→ **PASSAGE FOR REVIEW**
•••

Thomas A. Ban
Neuropsychopharmacology in Historical Perspective
Education in the Field in the Post-Neuropsychopharmacology Era

Background to An Oral History of the First Fifty Years
Neuropharmacology (Volume Three): 3a. Contributions of Interviewees
(Bulletin 42)

 

            The information in Bulletins 40 and 41 provides the necessary orientation points for identifying the place of the contributions of the 33 interviewees whose transcripts in Volume 3 record the development of neuropharmacology. All transcripts are based on videotaped interviews.

            Of the 33 interviewees five (Carlsson, Dahlström, Jarvik, Knoll and Pletscher) have an MD and PhD; 14 (Agranoff, Barchas, Barondes, Berger, Fuxe, Garattini, Kandel, Kopin, Langer, Paul, Sandler, Snyder, Sulser and Wurtman) are MDs; and 14 (Akil, Axelrod, Dingell, Enna, Fibiger, Frazer, Greengard, Iversen, Karczmar, Lal, Pert, Sanberg, Sanders-Bush and Spector) are PhDs. All but two interviewees (Dahlström and Knoll) are ACNP members. Four interviewees (Axelrod, Greengard, Jarvik and Karczmar) are founders and four other interviewees (Akil, Kopin, Paul and Sulser) are past-presidents.

            All interviews were conducted from 1995 to 2008 and, with the exception of five, at annual meetings of the College. Three (Dingell, Spector and Sulser) of the five interviews done between annual meetings were conducted in Nashville, Tennessee; one (Pletscher) in Riehen, Switzerland; and one (Knoll) in Budapest, Hungary.

            The thirty-three interviews were conducted by 16 interviewers. Eleven interviewers (Akil, Braslow, Cook, Costa, Koslow, Meador-Woodruff, Nestler, Sulser, Tone, Watson and Wayner) conducted one interview; three (Bromley, W. Bunney and Healy) conducted two; one (Hollister) six; and another one (Ban) nine. One interviewee (Barondes) was interviewed by two interviewers (Tone and Ban.)

            By the time Volume 3 was publishedin 2011, four of the interviewees (Axelrod, Berger, Jarvik and Pletscher) and one of the interviewers (Hollister) passed away (Sulser 2011).

            The 33 interviewees were involved in 10 different broadly defined areas of research related to neuropharmacology. Most of the interviewees contributed to several areas (Ban 2011).

            The research of one interviewee, Alexander Karczmar, was focused entirely on the cholinergic system. In the 1950s Karczmar, in collaboration with Koketsu, Nishi and Dun, identified three ganglionic receptor sites of acetylcholine (Ach): nicotinic, muscarinic (metabotropic) and peptidergic (Karczmar 1986).Also, in the 1950s, in collaboration with Lang, he demonstrated the structural similarity between peripheral and central muscarinic acetylcholine receptors (Karczmar 1998).

            The research of three interviewees (Pletscher, Sandler and Knoll) involved monoamine oxidase (MAO) and its inhibitors (I). Alfred Pletscher was first to demonstrate that administration of iproniazid, a MAOI, increased brain serotonin (5HT) levels (Pletscher 1998). Pletscher was a member of Brodie’s team which revealed that reserpine released 5HT from its vesicular storages in pre-synaptic 5HT neurons (Pletscher 2006).

•••

→ **WORK INSTRUCTIONS**
(1) In the bulletin, where was the interview with Knoll conducted?
(2) List every interviewee whom the bulletin identifies as holding both an MD and a PhD.
(3) Rewrite the bulletin's paragraph beginning "All interviews were conducted from 1995 to 2008" as a brief list that keeps its main facts.

→ **MATERIAL SHOWN**

•••

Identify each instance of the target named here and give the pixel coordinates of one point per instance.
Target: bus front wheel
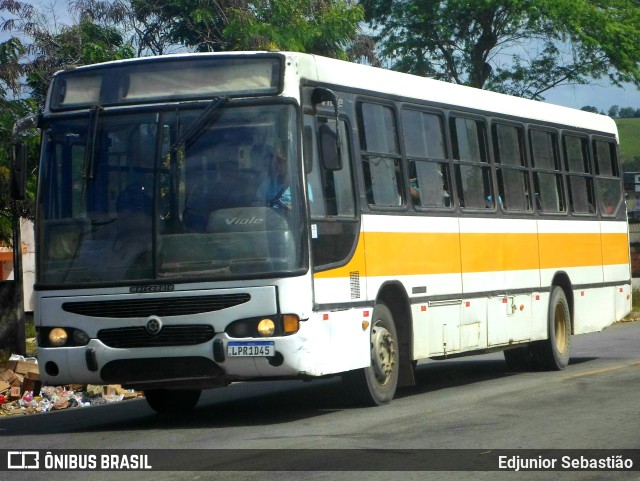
(175, 402)
(554, 352)
(376, 384)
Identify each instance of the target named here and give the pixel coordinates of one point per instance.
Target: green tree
(590, 108)
(627, 113)
(324, 27)
(521, 47)
(327, 27)
(613, 111)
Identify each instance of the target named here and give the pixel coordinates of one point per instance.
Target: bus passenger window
(608, 184)
(473, 174)
(579, 181)
(424, 144)
(381, 162)
(547, 178)
(511, 167)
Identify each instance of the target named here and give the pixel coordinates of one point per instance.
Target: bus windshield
(171, 193)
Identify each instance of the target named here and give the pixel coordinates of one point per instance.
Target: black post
(21, 341)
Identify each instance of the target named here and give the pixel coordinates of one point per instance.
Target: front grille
(162, 307)
(130, 337)
(159, 369)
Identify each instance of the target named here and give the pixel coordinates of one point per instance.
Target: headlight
(266, 327)
(58, 337)
(80, 338)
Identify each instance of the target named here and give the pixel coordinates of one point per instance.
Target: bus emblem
(154, 325)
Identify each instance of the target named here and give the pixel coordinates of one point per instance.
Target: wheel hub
(383, 353)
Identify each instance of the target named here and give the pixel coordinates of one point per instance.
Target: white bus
(210, 218)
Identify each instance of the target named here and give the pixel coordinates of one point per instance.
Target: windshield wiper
(89, 153)
(197, 127)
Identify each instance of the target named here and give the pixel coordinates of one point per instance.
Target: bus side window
(424, 143)
(608, 186)
(381, 162)
(546, 171)
(579, 180)
(473, 173)
(511, 167)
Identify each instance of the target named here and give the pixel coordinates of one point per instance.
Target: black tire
(173, 402)
(554, 352)
(519, 359)
(376, 385)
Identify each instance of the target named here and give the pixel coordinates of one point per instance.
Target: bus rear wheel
(376, 385)
(175, 402)
(554, 352)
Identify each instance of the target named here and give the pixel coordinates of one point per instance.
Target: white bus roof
(372, 79)
(408, 86)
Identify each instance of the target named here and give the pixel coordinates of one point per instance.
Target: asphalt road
(466, 403)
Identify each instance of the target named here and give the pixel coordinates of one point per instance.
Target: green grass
(629, 131)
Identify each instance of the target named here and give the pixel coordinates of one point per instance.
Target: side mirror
(329, 148)
(19, 171)
(307, 144)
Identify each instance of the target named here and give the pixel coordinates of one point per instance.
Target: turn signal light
(291, 323)
(266, 327)
(58, 337)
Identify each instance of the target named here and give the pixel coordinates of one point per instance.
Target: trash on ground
(21, 391)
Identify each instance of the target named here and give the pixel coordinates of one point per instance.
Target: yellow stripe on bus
(397, 254)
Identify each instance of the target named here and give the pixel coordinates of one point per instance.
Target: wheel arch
(394, 296)
(561, 279)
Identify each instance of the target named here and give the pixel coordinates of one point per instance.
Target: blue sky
(599, 94)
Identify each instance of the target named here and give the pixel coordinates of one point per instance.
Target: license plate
(251, 349)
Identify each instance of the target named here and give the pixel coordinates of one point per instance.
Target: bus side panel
(594, 309)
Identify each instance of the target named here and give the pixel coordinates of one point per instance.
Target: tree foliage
(324, 27)
(521, 47)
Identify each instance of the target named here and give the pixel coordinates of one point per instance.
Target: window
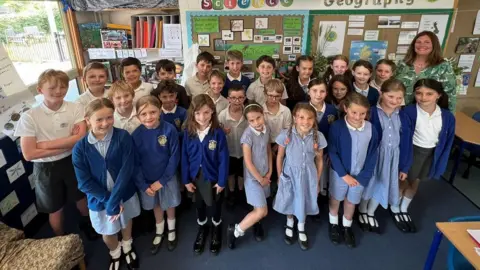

•••

→ **WRITTEN ANSWERS**
(1) Budapest, Hungary.

(2) Carlsson, Dahlström, Jarvik, Knoll and Pletscher.

(3)
- Interviews were conducted from 1995 to 2008.
- All but five took place at annual meetings of the College.
- Of the five conducted between annual meetings:
  - Three (Dingell, Spector and Sulser) were in Nashville, Tennessee.
  - One (Pletscher) was in Riehen, Switzerland.
  - One (Knoll) was in Budapest, Hungary.